# [Material provided]
=== Section Start ===

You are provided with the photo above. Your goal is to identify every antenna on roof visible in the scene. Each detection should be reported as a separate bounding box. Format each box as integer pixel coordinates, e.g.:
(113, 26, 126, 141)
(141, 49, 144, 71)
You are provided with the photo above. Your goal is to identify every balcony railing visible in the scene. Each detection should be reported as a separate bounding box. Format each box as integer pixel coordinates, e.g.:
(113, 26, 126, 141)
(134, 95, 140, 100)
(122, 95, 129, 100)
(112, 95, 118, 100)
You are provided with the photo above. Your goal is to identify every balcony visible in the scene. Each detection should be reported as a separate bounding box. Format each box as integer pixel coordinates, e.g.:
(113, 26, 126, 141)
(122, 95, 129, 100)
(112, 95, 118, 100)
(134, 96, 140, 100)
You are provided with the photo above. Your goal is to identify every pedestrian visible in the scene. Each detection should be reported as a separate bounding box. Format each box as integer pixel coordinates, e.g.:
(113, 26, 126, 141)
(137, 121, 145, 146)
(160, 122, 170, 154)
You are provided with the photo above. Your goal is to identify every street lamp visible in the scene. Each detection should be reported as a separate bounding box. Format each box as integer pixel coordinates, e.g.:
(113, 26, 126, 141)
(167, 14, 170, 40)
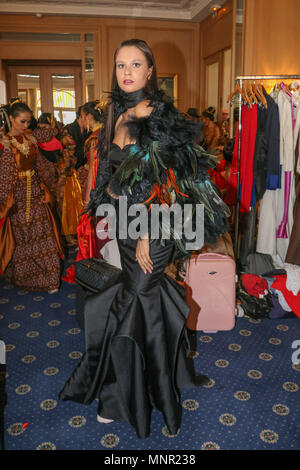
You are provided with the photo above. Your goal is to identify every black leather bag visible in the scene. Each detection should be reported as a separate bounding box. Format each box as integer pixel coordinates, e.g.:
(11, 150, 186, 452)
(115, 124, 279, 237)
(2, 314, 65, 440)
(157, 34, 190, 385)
(237, 289, 273, 320)
(75, 258, 122, 294)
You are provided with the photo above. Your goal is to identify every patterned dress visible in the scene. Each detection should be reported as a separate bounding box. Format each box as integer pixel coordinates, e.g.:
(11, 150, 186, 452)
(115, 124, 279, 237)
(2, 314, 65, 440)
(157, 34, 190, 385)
(0, 133, 63, 291)
(77, 126, 101, 202)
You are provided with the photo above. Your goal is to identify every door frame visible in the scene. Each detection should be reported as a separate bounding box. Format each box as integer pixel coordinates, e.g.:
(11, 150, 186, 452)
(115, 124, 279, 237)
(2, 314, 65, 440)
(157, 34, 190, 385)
(204, 51, 224, 116)
(6, 60, 82, 113)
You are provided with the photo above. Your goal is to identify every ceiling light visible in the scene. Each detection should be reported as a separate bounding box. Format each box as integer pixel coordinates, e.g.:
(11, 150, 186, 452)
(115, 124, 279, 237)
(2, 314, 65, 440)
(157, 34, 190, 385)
(211, 4, 222, 18)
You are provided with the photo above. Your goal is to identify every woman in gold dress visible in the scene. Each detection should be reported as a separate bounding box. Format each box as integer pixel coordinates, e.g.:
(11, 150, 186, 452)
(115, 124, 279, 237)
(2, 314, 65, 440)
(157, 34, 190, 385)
(62, 101, 105, 283)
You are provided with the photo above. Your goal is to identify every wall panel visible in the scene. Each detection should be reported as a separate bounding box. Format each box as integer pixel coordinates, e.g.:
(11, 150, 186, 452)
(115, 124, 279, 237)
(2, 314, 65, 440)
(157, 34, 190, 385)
(199, 0, 234, 112)
(243, 0, 300, 75)
(0, 14, 200, 112)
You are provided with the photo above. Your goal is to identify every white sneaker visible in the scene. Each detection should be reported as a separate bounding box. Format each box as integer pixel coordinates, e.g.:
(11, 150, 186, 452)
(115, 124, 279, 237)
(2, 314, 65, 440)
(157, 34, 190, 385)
(97, 414, 114, 424)
(48, 289, 59, 294)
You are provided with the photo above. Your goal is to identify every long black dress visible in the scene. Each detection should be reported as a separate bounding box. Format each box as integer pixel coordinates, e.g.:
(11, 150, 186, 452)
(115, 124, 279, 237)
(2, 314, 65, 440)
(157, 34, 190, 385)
(59, 88, 229, 439)
(59, 145, 203, 439)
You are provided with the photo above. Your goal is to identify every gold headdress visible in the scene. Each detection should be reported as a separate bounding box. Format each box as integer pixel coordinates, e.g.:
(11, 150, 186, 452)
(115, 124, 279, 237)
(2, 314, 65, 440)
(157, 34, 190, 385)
(46, 114, 56, 129)
(9, 97, 23, 107)
(94, 97, 107, 114)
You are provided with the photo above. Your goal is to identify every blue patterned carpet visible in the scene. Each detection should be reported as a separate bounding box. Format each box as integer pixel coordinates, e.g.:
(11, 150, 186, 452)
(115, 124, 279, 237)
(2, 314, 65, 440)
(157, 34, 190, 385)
(1, 251, 300, 451)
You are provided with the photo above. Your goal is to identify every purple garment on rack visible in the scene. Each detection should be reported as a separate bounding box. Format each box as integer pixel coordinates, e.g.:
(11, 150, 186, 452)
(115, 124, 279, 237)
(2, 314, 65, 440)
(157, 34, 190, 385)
(292, 100, 296, 130)
(277, 171, 292, 239)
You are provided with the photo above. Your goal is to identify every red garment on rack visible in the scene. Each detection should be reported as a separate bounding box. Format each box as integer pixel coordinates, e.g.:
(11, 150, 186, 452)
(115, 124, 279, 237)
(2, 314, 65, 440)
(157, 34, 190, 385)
(225, 104, 258, 213)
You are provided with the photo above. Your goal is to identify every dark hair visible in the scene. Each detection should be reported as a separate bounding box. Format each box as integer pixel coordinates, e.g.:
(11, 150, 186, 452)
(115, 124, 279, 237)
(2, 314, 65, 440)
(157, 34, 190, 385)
(8, 99, 32, 119)
(28, 115, 38, 131)
(76, 105, 83, 119)
(103, 38, 159, 157)
(223, 138, 234, 163)
(202, 106, 216, 122)
(82, 101, 103, 123)
(37, 113, 53, 125)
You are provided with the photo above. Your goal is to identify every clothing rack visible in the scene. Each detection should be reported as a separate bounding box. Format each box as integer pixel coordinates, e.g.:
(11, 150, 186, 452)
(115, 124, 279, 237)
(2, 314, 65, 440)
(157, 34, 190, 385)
(233, 74, 300, 258)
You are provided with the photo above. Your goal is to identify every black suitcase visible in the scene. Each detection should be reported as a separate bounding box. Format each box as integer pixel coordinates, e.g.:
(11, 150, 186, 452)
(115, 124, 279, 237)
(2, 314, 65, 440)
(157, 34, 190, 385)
(74, 258, 122, 329)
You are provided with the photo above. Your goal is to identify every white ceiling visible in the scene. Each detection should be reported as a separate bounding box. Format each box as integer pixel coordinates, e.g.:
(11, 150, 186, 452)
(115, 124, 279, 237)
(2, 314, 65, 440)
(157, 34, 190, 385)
(0, 0, 226, 21)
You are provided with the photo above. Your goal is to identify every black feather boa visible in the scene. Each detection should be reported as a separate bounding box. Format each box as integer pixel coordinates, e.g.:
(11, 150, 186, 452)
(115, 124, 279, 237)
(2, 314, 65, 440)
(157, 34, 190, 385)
(109, 87, 149, 120)
(88, 87, 230, 258)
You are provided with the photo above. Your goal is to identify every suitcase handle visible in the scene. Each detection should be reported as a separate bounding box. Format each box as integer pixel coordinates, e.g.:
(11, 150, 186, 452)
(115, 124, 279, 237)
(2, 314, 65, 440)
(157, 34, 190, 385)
(197, 253, 229, 258)
(189, 253, 232, 262)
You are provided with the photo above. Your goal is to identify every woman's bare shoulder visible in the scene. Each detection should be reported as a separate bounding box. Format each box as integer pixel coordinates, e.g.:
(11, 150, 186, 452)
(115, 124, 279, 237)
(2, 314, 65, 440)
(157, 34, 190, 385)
(135, 100, 153, 119)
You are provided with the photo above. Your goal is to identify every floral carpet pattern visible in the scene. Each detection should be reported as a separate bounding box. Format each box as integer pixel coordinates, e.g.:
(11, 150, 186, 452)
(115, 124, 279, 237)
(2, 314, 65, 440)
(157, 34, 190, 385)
(0, 252, 300, 450)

=== Section End ===

Word for word, print all of the data; skip the pictures.

You are provided with the photo above. Your goal is to identify every antenna on roof visible in the scene. Each detection should be reported as a separate bounding box. Format each box as integer pixel coordinates, e.g.:
(113, 26, 126, 141)
(141, 49, 144, 71)
You are provided with the photo above. Your goal is to identify every balcony railing visible in the scene. Each detection should be reported as a separate bounding box. Format each box as integer pixel coordinates, e.g.:
(113, 26, 126, 141)
(134, 95, 140, 100)
(122, 95, 129, 100)
(112, 95, 118, 100)
You are provided with the photo above. Your goal is to identify every balcony visible in the scene. Each detection should be reported as a separate bounding box. Format each box as integer pixel coordinates, e.g.:
(113, 26, 126, 141)
(122, 95, 129, 100)
(112, 95, 118, 100)
(134, 96, 140, 100)
You are provided with the photo above. Your goal is to identify every pedestrian visible in the scene. Each detection should be reported as a separate bounding box. Format each box as integer pixel coordinates, e.g.:
(113, 26, 126, 141)
(137, 121, 145, 146)
(160, 122, 170, 154)
You are provided with the photo above. Your goal is to identify every street lamp visible in the scene. Each detection should be reported as a separate bounding box. Format each box as integer pixel coordinates, e.g.:
(113, 26, 126, 141)
(167, 14, 170, 40)
You are provided with the photo above. Your goal is to identify every black leather bag visible in the scene. Each detection should be reported as a separate bounding box. Format each box as integer pixel coordinates, e.g.:
(11, 150, 186, 452)
(115, 124, 279, 237)
(2, 314, 65, 440)
(157, 34, 190, 385)
(237, 289, 273, 320)
(75, 258, 122, 294)
You are provided with the photo above. Your goal is to identify every patterned dress visible in the scene. Each detection should be reported as a separate bounding box. Format each box as integer pixel coordinates, e.g.:
(11, 150, 186, 452)
(115, 124, 279, 237)
(2, 314, 65, 440)
(157, 34, 190, 385)
(0, 133, 63, 291)
(77, 126, 101, 202)
You are provided with the photo above. Your goal is to identify every door frame visible in the scene. Each detection should be reported as a separate bounding box. Format each box as integer pixel coordinates, e.g.:
(11, 150, 186, 452)
(115, 124, 279, 237)
(2, 314, 65, 440)
(157, 34, 190, 385)
(204, 51, 224, 116)
(6, 60, 82, 113)
You are provided with the photo above. Your goal is to identify every ceiling light visible in the scene. Each detection should be reported as a separate bounding box. Format each box as integer pixel coordinates, e.g.:
(11, 150, 186, 452)
(115, 124, 279, 237)
(2, 314, 65, 440)
(157, 34, 190, 385)
(211, 4, 222, 18)
You are provided with the photo above. Your goal is to identify every woman in gold dress visible in the scene. Each detection should be reported as a separate bounding box. Format each box as integer pixel coordinates, e.g.:
(11, 150, 186, 452)
(115, 124, 279, 237)
(2, 314, 65, 440)
(157, 34, 190, 385)
(62, 101, 105, 283)
You are provided with the photo above. Your goal is to identify every wall panel visible in the scene. Each detection should be reported as a separate bounding box. Format each box as integer pixel coordinates, e.g.:
(11, 150, 186, 452)
(115, 124, 279, 237)
(2, 314, 65, 440)
(157, 34, 190, 385)
(199, 0, 234, 112)
(243, 0, 300, 75)
(0, 14, 200, 112)
You are provided with the photo above. Your goal is to identify every white sneaker visible in the scene. Each detection should be reported as a separate bounding box. Format each box as integer pixel coordinates, e.g.:
(11, 150, 186, 452)
(115, 124, 279, 237)
(2, 314, 65, 440)
(157, 34, 190, 385)
(97, 414, 114, 424)
(48, 289, 59, 294)
You are provided with the photo above. Your goal is to identify every long black dress visible in the scene. Each detection should be reported as a separate bounding box. Format each box as integer pixel coordinates, e.g.:
(11, 150, 186, 452)
(115, 124, 279, 237)
(2, 314, 65, 440)
(157, 34, 190, 385)
(59, 88, 229, 439)
(59, 145, 203, 439)
You are provided with the photo above. Your goal is to identify every gold headdress visible in the scene. Each detection should be reported as a separate bounding box. Format each box as integer pixel coordinates, e.g.:
(11, 150, 186, 452)
(115, 124, 279, 237)
(2, 314, 65, 440)
(157, 34, 190, 385)
(46, 114, 56, 129)
(9, 97, 23, 107)
(94, 97, 107, 114)
You are provided with the photo above. Your goal is to identify every blue patterned carpet visible in the scene. Each detection should be reported as a separate bounding box. Format each box as integer pixel coordinates, e.g.:
(11, 150, 186, 452)
(115, 124, 279, 237)
(2, 314, 65, 440)
(157, 34, 190, 385)
(1, 251, 300, 451)
You are provided with the photo above. Your goal is to identify every purple garment on rack visible in the scene. Each detection should be reported as a separate bounding box. Format each box as integer pixel coordinates, e.g.:
(11, 150, 186, 452)
(115, 124, 279, 237)
(2, 314, 65, 440)
(157, 34, 190, 385)
(292, 100, 296, 130)
(277, 171, 292, 239)
You are provided with the photo above. Your goal is to identify every red garment on rack visible in the scene. Each detection should be reported as a separate bounding box. Format each box as integer pixel coordinates, e.g.:
(11, 150, 186, 452)
(115, 124, 279, 237)
(2, 314, 65, 440)
(157, 34, 190, 385)
(225, 104, 258, 213)
You are provided with the photo above. Your goal is to identify every dark hair visible in the scene. Each detection should be reported as a separate bounding box. Format each box as integer pixel coordinates, e.g.:
(11, 150, 186, 452)
(115, 124, 279, 237)
(2, 314, 65, 440)
(157, 34, 190, 385)
(8, 99, 32, 119)
(28, 115, 38, 131)
(76, 105, 83, 119)
(103, 38, 159, 157)
(223, 138, 234, 163)
(202, 106, 216, 122)
(82, 101, 103, 123)
(37, 113, 53, 125)
You are provided with the photo above. Your goal is to identify every clothing rack visible in the scene. Each detection should be reported as a separate bounding box. Format each box as integer pixel coordinates, e.g.:
(11, 150, 186, 452)
(115, 124, 279, 237)
(2, 314, 65, 440)
(157, 34, 190, 385)
(233, 74, 300, 258)
You are provided with the photo above. Your goal is to identify every black suitcase visible in the scene. Each detection should be reported as a separate bounding box. Format each box as integer pixel coordinates, e.g.:
(11, 150, 186, 452)
(115, 124, 279, 237)
(2, 314, 65, 440)
(157, 34, 190, 385)
(74, 258, 122, 329)
You are provided with the photo above. Your goal is to identify every white ceiling visible in the scene. Each detection should be reported as a separate bounding box. Format each box as integer pixel coordinates, e.g.:
(11, 150, 186, 452)
(115, 124, 279, 237)
(2, 314, 65, 440)
(157, 34, 190, 385)
(0, 0, 226, 21)
You are provided with the photo above. Your goal is to identify every black feather boa visible in the scene. Each detection should be reported as a separate bounding box. Format each box as integer pixel coordinates, e.g.:
(11, 150, 186, 452)
(115, 124, 279, 237)
(2, 314, 65, 440)
(157, 34, 190, 385)
(109, 87, 149, 120)
(88, 87, 230, 258)
You are provided with the photo above. Your goal is to identify every suitcase handle visible in the scene. Each detection should be reported as a separate bounding box. Format each box as integer pixel coordinates, e.g.:
(11, 150, 186, 452)
(115, 124, 279, 237)
(2, 314, 65, 440)
(157, 34, 190, 385)
(197, 253, 229, 258)
(189, 253, 232, 262)
You are provided with the photo above. Your goal is to identify every woman's bare shoulder visible in the scene. Each detection should be reported as a separate bounding box. Format each box as integer pixel coordinates, e.g.:
(11, 150, 186, 452)
(115, 124, 279, 237)
(2, 314, 65, 440)
(157, 34, 190, 385)
(135, 100, 153, 119)
You are provided with the photo above. Your goal is to identify every floral carpet pattern visible in the scene. Each detection should be reported as a separate bounding box. Format each box as integer pixel coordinates, e.g.:
(11, 150, 186, 452)
(115, 124, 279, 237)
(2, 314, 65, 440)
(157, 34, 190, 385)
(0, 252, 300, 450)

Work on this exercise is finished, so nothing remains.